### [TASK TO CARRY OUT]
Search the material below for lines containing the string "instance", and copy every one you find.

***** TASK DATA

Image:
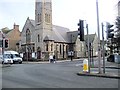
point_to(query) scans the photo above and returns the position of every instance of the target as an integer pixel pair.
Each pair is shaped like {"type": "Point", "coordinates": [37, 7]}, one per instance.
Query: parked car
{"type": "Point", "coordinates": [7, 59]}
{"type": "Point", "coordinates": [14, 56]}
{"type": "Point", "coordinates": [1, 59]}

**********

### [EXERCISE ANSWER]
point_to(query) scans the photo above and returns the position of every instance of the target as an integer pixel pair.
Each pair is shaped like {"type": "Point", "coordinates": [37, 7]}, one per instance.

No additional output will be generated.